**Required work**
Collect each line of the material below that contains the word "building", and copy those lines in full.

Source data:
=-=-=-=-=
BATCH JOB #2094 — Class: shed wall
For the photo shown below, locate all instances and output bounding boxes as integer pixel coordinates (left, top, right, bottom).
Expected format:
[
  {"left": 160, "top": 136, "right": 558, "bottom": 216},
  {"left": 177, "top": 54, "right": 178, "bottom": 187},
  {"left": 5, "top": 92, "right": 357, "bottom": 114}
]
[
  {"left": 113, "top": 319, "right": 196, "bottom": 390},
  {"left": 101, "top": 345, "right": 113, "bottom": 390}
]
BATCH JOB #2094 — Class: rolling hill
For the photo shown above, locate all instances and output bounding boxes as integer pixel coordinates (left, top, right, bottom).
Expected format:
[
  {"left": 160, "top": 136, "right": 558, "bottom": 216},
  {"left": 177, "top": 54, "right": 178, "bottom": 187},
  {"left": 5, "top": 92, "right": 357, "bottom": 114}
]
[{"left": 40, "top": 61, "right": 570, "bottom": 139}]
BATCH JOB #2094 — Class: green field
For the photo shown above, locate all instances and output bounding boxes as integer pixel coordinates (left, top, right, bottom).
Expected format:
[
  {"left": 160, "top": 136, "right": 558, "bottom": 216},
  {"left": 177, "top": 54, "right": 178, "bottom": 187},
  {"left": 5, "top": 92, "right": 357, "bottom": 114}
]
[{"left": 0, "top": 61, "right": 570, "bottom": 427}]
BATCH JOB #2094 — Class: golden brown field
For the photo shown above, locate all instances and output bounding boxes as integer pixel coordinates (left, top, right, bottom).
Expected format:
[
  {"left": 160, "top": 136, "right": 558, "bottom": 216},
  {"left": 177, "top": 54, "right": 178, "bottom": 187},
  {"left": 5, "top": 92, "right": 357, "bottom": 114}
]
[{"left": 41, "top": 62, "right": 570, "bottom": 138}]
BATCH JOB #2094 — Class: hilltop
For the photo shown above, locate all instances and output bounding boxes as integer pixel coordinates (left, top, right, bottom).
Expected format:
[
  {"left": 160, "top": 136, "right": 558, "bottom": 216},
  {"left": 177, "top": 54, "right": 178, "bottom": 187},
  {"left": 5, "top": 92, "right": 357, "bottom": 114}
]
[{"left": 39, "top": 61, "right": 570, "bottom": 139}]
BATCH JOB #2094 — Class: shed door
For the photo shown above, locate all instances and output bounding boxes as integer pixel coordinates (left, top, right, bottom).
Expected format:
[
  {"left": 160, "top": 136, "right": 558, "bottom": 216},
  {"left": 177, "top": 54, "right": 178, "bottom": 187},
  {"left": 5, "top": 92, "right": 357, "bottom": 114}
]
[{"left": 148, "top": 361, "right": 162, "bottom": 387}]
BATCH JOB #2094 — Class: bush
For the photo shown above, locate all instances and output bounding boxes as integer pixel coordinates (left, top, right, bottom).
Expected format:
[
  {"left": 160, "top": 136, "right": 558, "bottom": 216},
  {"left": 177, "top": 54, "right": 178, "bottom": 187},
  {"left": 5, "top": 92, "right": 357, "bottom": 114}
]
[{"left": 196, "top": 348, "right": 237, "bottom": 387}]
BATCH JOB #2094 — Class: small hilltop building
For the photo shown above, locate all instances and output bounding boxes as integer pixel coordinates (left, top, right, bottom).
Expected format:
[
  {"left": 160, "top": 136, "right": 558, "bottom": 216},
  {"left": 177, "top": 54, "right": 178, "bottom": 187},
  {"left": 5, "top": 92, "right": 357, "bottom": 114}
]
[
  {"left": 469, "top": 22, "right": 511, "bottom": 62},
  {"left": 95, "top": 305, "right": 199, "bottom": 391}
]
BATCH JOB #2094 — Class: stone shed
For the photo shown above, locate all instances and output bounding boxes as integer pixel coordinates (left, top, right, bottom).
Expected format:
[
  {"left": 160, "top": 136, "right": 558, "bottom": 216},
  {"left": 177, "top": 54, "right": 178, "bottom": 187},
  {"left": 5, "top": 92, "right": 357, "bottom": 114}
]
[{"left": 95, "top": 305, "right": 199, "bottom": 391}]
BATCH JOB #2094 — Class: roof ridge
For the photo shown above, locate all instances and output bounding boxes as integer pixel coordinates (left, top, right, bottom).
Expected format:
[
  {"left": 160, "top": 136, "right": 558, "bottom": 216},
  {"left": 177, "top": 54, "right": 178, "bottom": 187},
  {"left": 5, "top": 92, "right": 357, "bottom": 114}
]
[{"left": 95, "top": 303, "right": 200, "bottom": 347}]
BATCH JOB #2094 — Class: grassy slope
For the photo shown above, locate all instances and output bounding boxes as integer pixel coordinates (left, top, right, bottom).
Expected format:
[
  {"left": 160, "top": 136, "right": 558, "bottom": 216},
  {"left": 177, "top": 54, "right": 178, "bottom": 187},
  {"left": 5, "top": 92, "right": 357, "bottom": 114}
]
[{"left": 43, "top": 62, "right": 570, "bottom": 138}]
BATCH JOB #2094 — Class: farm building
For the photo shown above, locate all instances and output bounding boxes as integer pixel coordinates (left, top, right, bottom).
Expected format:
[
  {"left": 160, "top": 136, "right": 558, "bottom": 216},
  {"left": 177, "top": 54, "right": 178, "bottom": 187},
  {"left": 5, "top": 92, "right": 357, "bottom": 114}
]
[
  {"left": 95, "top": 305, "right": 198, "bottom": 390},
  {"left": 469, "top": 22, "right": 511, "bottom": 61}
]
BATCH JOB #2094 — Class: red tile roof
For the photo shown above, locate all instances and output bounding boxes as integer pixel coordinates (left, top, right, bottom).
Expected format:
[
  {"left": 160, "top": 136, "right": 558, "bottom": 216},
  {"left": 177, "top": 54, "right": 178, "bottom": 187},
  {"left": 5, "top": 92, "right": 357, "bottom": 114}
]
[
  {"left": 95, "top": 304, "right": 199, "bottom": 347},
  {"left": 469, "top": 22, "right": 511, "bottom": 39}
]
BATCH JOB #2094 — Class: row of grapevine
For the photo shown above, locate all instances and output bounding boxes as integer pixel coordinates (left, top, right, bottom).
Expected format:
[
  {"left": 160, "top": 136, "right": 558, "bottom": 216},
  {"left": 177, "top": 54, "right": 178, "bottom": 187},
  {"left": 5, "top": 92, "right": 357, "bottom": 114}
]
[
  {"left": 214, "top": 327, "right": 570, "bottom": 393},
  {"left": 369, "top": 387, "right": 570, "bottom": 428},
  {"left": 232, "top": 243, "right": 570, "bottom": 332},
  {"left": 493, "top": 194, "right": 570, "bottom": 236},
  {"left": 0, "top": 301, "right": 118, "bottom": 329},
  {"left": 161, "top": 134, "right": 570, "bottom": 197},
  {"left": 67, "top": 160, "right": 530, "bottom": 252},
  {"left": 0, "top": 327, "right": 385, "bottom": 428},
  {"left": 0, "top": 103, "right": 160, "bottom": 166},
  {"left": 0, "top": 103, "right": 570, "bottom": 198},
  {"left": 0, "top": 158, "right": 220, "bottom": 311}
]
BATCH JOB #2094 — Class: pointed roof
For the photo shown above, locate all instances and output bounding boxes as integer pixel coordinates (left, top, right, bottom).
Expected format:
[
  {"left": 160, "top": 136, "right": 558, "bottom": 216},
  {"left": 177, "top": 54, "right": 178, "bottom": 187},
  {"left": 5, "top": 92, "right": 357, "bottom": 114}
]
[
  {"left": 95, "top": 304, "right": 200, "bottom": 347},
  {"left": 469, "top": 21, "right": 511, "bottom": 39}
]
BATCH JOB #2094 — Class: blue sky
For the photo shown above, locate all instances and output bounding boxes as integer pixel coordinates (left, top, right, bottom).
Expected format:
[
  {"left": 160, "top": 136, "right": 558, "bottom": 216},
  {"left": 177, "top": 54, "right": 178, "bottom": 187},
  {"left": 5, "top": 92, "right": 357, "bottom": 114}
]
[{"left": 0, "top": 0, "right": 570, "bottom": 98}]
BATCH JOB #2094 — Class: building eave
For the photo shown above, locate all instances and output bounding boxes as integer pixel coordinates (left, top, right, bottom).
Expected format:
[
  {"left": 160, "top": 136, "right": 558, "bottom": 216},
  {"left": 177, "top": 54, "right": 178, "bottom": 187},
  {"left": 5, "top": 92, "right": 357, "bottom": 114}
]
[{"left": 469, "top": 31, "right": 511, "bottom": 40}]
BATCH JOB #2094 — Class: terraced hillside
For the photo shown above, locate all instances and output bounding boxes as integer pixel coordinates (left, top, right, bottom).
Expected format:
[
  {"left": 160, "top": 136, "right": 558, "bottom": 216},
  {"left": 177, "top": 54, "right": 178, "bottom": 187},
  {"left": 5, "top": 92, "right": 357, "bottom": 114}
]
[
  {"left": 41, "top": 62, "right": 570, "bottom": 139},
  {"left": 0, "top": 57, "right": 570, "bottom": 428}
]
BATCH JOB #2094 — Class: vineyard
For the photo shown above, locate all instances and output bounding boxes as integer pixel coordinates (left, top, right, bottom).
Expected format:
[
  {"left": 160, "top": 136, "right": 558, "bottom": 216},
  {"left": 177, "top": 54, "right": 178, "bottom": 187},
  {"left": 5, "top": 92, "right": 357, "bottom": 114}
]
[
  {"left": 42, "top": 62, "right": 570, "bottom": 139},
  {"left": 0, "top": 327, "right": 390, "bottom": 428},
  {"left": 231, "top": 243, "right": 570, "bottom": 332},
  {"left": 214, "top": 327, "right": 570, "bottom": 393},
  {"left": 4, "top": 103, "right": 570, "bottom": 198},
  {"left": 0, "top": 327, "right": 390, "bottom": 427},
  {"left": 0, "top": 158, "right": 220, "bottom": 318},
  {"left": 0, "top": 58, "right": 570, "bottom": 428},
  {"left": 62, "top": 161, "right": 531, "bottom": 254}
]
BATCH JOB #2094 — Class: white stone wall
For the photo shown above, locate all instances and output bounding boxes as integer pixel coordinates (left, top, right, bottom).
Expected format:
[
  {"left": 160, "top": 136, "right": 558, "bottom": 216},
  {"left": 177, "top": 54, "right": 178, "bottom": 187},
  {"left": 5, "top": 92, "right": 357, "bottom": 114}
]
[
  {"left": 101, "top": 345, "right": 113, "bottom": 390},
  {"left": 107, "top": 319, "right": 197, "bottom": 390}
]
=-=-=-=-=
**Response**
BATCH JOB #2094 — Class: small hilltop building
BATCH JOB #2094 — Class: farm building
BATCH JOB #2094 — Class: building eave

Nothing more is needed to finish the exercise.